--- START OF Items ---
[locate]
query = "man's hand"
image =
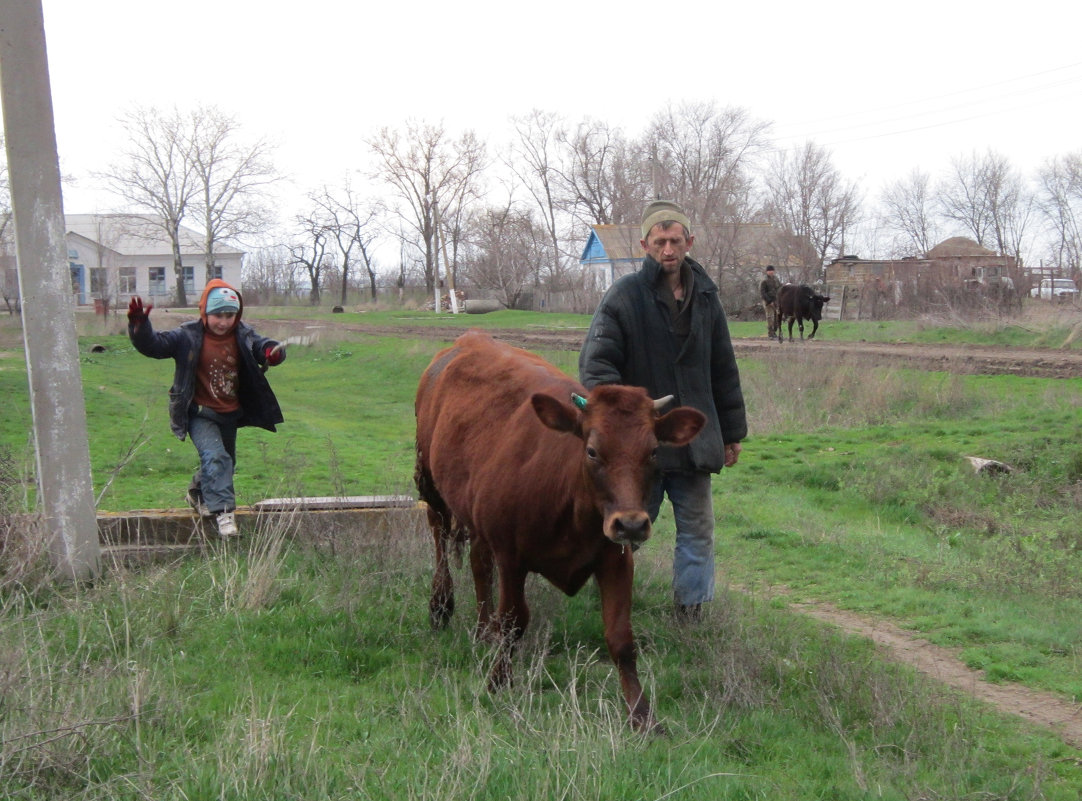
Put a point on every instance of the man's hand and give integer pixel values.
(136, 313)
(275, 355)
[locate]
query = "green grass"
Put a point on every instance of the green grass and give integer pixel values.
(313, 674)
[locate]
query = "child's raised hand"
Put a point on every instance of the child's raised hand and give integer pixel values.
(136, 313)
(275, 355)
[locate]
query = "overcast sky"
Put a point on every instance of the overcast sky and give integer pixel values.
(884, 89)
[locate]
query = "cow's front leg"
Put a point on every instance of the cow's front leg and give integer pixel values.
(441, 600)
(480, 565)
(615, 578)
(512, 617)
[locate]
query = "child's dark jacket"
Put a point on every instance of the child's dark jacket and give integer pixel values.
(258, 403)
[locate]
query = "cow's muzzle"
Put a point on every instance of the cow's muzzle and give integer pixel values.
(628, 528)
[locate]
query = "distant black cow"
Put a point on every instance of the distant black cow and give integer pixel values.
(800, 302)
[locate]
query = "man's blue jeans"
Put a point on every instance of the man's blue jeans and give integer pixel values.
(214, 436)
(694, 512)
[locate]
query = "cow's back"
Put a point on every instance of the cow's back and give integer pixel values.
(477, 433)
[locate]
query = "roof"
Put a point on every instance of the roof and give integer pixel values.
(958, 246)
(135, 234)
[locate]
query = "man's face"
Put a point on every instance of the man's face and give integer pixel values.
(221, 323)
(668, 247)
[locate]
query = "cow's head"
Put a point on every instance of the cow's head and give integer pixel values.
(621, 429)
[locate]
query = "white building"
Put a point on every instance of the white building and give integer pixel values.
(114, 257)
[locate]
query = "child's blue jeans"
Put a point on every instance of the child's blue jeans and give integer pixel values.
(214, 436)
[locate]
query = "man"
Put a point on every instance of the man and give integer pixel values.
(768, 291)
(663, 328)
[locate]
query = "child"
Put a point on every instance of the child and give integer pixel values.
(218, 386)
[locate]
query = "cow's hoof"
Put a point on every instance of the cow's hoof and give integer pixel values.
(439, 614)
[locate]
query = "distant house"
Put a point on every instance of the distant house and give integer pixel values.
(113, 257)
(957, 260)
(950, 270)
(614, 250)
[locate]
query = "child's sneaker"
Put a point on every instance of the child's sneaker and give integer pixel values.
(194, 497)
(226, 525)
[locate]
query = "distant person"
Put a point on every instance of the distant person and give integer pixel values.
(219, 385)
(768, 291)
(663, 328)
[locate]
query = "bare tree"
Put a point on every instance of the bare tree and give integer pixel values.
(532, 160)
(910, 213)
(231, 176)
(1060, 202)
(351, 224)
(812, 200)
(308, 250)
(429, 173)
(156, 173)
(702, 156)
(509, 250)
(593, 159)
(987, 197)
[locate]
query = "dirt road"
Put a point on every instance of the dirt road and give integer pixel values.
(967, 359)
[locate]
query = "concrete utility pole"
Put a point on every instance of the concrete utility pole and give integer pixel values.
(44, 284)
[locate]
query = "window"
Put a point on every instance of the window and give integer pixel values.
(126, 280)
(99, 283)
(157, 280)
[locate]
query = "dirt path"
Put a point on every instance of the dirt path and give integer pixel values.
(966, 359)
(1044, 709)
(1055, 712)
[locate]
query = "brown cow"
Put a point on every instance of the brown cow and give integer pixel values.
(541, 477)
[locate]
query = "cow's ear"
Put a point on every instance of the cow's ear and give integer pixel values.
(555, 414)
(680, 427)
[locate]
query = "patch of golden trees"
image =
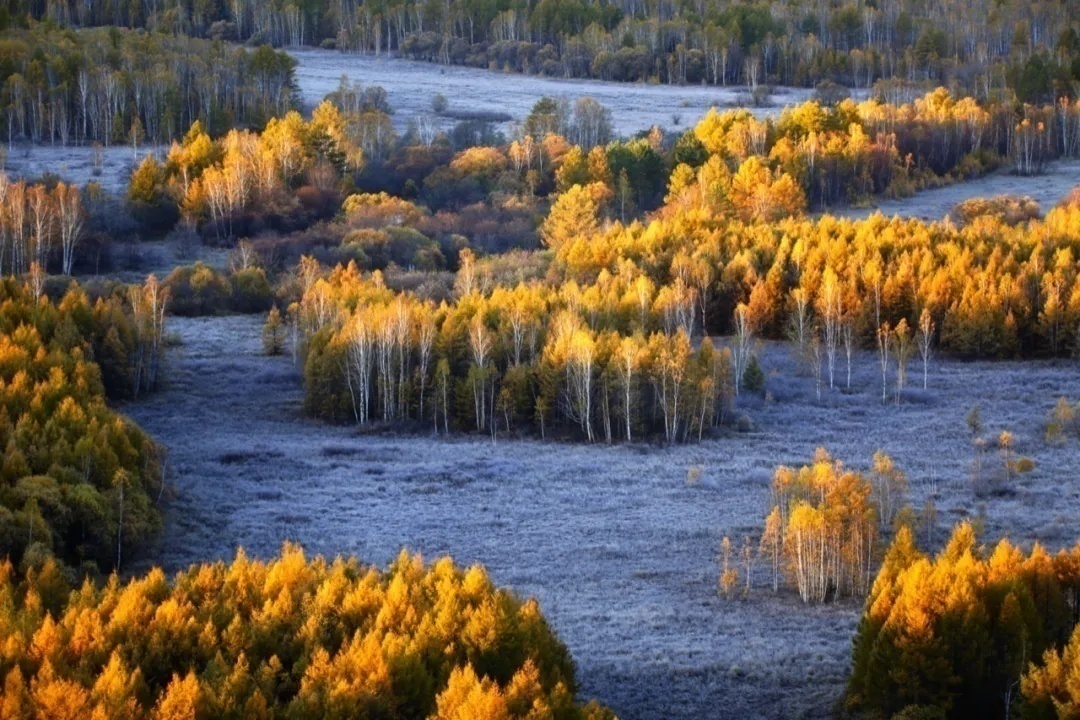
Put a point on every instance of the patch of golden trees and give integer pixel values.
(116, 86)
(289, 637)
(613, 360)
(79, 480)
(972, 633)
(36, 222)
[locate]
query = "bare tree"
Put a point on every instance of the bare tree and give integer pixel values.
(925, 338)
(833, 316)
(743, 342)
(800, 324)
(902, 343)
(426, 340)
(885, 348)
(628, 357)
(70, 214)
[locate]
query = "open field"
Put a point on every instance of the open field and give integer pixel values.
(76, 163)
(933, 204)
(410, 86)
(615, 543)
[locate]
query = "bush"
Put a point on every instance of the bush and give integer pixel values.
(198, 289)
(273, 334)
(753, 376)
(251, 290)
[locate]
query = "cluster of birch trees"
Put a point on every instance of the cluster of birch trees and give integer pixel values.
(37, 223)
(517, 357)
(119, 86)
(961, 41)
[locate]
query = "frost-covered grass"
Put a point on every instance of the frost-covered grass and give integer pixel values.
(934, 204)
(410, 86)
(617, 545)
(76, 163)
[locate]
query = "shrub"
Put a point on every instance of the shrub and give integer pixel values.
(273, 334)
(198, 289)
(251, 290)
(754, 376)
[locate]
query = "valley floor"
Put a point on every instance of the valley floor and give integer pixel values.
(617, 545)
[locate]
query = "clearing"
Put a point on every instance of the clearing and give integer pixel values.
(410, 86)
(613, 541)
(935, 203)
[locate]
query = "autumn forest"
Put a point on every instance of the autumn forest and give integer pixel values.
(539, 360)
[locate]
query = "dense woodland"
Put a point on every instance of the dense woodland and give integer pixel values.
(80, 481)
(562, 283)
(970, 633)
(974, 45)
(287, 638)
(113, 86)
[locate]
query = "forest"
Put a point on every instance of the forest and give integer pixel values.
(976, 46)
(342, 408)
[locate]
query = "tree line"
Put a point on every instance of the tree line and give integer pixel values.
(962, 43)
(285, 638)
(115, 86)
(80, 481)
(602, 338)
(971, 633)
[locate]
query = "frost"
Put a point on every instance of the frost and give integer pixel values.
(613, 542)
--- END OF Items ---
● **Requirements**:
Gather every line of the records above that contains the word "sneaker". Letter case must match.

● **Answer to this task**:
query = "child's sneaker"
Put a point on every instance of the child's sneaker and give integer pixel values.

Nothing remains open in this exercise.